» **WORK REQUIRED**
Begin with the line containing "Where can the green" and copy each line exactly through the last line of the entries, inclusive.

Saved entries:
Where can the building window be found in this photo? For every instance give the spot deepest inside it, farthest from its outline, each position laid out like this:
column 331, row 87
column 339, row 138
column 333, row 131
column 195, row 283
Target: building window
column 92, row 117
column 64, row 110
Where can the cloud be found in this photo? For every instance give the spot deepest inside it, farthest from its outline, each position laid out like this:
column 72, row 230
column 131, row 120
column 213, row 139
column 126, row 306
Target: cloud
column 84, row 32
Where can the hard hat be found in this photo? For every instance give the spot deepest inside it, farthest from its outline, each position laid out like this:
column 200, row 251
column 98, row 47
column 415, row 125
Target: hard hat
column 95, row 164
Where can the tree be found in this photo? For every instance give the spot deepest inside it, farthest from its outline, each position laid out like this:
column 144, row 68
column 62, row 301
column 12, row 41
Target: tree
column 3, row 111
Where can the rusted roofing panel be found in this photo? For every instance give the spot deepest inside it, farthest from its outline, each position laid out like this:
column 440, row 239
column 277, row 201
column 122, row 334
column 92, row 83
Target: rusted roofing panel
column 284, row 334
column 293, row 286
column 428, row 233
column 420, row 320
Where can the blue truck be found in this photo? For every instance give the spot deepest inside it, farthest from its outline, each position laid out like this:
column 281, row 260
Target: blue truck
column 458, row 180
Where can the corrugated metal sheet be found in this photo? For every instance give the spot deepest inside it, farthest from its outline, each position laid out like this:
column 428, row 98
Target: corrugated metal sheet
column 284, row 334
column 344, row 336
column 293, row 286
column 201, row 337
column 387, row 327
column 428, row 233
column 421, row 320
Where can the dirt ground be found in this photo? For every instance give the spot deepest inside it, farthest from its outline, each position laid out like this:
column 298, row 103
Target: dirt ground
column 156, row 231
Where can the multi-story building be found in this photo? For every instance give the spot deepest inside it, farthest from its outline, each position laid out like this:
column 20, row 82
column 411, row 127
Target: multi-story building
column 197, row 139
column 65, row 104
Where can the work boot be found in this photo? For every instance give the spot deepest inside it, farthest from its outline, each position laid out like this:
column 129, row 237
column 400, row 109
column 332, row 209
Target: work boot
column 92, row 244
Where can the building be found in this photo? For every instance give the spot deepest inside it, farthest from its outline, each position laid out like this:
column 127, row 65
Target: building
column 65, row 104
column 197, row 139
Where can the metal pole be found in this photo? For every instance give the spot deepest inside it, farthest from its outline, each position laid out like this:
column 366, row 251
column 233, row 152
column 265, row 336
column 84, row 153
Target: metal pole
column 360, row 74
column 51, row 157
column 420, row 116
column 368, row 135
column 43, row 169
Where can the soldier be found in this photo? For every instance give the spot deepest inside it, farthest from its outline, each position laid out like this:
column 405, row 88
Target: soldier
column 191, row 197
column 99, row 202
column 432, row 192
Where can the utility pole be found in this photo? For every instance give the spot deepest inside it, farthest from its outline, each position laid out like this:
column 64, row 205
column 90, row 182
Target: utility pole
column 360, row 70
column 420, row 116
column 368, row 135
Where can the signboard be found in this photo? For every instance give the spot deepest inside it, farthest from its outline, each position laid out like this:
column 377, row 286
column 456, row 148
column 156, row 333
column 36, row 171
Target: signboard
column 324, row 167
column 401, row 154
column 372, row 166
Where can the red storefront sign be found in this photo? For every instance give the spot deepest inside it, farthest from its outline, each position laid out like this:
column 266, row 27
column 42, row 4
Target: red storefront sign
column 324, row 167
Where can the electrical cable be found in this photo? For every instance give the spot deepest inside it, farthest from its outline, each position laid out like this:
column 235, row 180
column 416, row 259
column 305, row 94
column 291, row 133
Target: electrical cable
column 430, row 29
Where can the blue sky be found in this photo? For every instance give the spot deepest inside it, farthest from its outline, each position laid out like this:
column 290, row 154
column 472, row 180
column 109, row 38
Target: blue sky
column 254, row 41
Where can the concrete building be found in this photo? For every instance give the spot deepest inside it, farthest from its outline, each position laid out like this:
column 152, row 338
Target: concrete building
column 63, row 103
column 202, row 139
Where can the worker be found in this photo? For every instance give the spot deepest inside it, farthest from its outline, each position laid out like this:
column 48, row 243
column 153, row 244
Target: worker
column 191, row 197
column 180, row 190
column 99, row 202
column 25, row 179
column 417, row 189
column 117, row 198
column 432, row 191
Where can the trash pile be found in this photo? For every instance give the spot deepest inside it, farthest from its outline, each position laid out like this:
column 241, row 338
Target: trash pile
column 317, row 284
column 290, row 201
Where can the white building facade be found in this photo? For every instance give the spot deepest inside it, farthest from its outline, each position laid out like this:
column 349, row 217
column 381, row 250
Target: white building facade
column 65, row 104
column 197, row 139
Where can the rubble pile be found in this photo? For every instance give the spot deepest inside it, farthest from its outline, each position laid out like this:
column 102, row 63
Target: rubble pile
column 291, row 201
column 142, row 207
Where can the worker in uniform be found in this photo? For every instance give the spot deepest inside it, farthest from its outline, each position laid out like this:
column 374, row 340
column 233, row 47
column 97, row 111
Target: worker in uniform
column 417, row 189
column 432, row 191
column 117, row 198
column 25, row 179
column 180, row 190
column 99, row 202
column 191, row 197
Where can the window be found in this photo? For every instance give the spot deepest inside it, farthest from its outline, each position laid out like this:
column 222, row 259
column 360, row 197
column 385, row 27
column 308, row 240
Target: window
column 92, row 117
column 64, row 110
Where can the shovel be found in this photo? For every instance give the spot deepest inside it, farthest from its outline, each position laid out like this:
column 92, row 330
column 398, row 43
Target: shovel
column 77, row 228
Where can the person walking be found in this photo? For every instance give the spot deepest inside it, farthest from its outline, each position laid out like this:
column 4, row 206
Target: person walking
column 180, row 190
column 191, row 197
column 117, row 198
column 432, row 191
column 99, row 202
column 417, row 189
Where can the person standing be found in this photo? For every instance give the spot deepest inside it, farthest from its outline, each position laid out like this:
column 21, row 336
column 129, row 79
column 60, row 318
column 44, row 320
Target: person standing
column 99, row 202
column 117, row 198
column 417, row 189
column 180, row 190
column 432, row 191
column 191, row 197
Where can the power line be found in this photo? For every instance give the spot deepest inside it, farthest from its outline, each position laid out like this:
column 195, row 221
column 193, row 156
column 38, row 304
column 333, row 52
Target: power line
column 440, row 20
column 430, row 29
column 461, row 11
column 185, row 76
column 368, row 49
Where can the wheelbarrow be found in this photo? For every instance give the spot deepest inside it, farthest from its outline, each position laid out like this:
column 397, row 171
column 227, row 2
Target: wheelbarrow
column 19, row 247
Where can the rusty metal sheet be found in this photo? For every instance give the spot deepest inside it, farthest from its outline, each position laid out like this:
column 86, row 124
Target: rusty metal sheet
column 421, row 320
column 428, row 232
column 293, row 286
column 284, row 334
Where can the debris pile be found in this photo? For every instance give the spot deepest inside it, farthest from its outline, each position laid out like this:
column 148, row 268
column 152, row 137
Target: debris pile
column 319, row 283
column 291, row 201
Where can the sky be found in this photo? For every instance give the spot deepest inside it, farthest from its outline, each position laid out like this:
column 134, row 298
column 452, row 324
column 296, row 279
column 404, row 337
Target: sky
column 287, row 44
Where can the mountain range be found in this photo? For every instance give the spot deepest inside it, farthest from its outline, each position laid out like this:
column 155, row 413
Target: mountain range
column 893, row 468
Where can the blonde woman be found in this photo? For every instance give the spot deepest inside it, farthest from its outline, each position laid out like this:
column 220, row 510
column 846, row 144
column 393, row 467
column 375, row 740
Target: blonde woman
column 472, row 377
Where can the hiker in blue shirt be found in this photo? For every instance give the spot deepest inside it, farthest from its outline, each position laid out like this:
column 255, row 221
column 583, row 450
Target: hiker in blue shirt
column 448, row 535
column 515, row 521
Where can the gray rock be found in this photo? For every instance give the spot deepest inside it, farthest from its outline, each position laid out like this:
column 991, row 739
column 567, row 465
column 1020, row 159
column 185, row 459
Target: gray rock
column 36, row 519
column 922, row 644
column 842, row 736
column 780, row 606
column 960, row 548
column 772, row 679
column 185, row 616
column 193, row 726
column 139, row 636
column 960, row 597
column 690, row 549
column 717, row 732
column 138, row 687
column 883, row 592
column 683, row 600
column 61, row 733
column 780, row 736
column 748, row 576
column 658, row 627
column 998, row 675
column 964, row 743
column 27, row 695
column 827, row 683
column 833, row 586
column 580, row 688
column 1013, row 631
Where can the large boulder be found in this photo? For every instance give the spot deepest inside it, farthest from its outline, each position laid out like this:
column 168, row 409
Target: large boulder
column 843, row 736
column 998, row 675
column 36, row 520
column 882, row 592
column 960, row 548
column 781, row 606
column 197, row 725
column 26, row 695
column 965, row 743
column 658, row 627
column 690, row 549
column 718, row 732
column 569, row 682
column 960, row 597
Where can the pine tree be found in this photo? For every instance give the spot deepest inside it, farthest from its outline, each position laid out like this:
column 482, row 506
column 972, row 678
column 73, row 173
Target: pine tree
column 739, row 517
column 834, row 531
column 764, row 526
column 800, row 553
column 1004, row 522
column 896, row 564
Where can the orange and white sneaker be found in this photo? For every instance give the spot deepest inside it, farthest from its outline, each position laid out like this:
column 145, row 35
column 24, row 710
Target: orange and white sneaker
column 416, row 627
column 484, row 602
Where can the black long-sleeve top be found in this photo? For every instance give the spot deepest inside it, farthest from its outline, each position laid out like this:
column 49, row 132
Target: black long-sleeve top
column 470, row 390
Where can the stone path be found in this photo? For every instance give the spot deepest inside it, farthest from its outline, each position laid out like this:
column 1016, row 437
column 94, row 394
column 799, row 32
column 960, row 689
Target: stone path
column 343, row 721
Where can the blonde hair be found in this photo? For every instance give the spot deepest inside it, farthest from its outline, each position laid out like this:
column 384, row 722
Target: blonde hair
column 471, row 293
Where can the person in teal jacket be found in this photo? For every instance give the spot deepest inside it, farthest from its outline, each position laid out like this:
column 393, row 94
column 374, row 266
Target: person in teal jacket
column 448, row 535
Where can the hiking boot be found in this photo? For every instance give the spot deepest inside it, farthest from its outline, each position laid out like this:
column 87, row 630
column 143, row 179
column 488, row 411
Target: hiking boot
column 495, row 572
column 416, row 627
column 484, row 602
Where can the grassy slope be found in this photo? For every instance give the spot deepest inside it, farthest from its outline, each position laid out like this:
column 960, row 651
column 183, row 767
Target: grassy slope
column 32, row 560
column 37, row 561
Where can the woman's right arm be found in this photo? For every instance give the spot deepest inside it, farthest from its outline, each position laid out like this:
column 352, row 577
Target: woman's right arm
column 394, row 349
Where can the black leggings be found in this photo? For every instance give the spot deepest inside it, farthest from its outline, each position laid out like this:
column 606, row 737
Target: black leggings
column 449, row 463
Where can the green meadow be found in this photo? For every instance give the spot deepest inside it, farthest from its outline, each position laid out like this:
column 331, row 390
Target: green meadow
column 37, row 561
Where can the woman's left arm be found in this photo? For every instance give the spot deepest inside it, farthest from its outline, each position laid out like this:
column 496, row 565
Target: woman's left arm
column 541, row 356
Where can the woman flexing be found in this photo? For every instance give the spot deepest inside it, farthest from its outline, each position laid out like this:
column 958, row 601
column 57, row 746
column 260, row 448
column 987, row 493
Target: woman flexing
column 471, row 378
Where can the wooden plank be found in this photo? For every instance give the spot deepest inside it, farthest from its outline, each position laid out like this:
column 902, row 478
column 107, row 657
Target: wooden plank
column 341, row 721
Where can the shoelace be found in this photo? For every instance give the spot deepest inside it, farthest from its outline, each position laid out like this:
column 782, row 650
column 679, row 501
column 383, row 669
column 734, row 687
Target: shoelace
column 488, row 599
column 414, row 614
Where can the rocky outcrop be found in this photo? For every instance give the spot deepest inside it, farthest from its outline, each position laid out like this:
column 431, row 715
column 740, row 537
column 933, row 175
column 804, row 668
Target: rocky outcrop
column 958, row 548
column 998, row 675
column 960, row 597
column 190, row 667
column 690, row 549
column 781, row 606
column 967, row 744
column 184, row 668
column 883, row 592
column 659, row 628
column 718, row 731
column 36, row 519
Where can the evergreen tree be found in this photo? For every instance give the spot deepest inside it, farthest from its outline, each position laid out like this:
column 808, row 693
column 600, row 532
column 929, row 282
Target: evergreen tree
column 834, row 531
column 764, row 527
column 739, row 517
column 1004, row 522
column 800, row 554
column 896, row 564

» **CORRECT RESULT**
Where can the green meadow be found in this photo? For every instance give the spot deepest inside it, farthest from its outline, each position laid out like this:
column 331, row 390
Target: green meadow
column 37, row 561
Where can the woman's left arm be found in this photo? For every instance give the spot deepest inside it, farthest from its outline, each position laid out like this:
column 496, row 565
Target: woman's left arm
column 541, row 356
Where can the woman flexing be found in this photo? For every instance give the spot deepest inside it, farthest from its outline, each position laid out like this:
column 958, row 601
column 57, row 746
column 260, row 448
column 987, row 493
Target: woman flexing
column 471, row 378
Where can the wooden plank be found in this photo? For every instance give the spot deepest inside it, farthest from its outline, each position laid out like this:
column 902, row 478
column 107, row 657
Target: wooden plank
column 341, row 721
Where can the shoelace be found in this photo? For every instance give the spot deepest inside it, farthest from its outline, each position laid out like this:
column 782, row 650
column 679, row 501
column 383, row 669
column 734, row 687
Target: shoelace
column 488, row 599
column 414, row 614
Where can the rocky outcrop be found in this photo? For every instance give the spot deepest inside it, farthest from its outline, each position laid out like this:
column 431, row 715
column 740, row 537
column 933, row 175
column 804, row 668
Target: rocky outcrop
column 958, row 548
column 998, row 675
column 960, row 597
column 190, row 667
column 690, row 549
column 781, row 606
column 967, row 744
column 184, row 668
column 883, row 592
column 659, row 628
column 718, row 731
column 36, row 519
Where can the evergreen tree be found in this photo? For every instance give the spot deepest inside it, farthest from its outline, each position laid out like this:
column 808, row 693
column 600, row 532
column 929, row 282
Target: evergreen tree
column 834, row 531
column 764, row 527
column 739, row 517
column 1004, row 522
column 800, row 554
column 896, row 564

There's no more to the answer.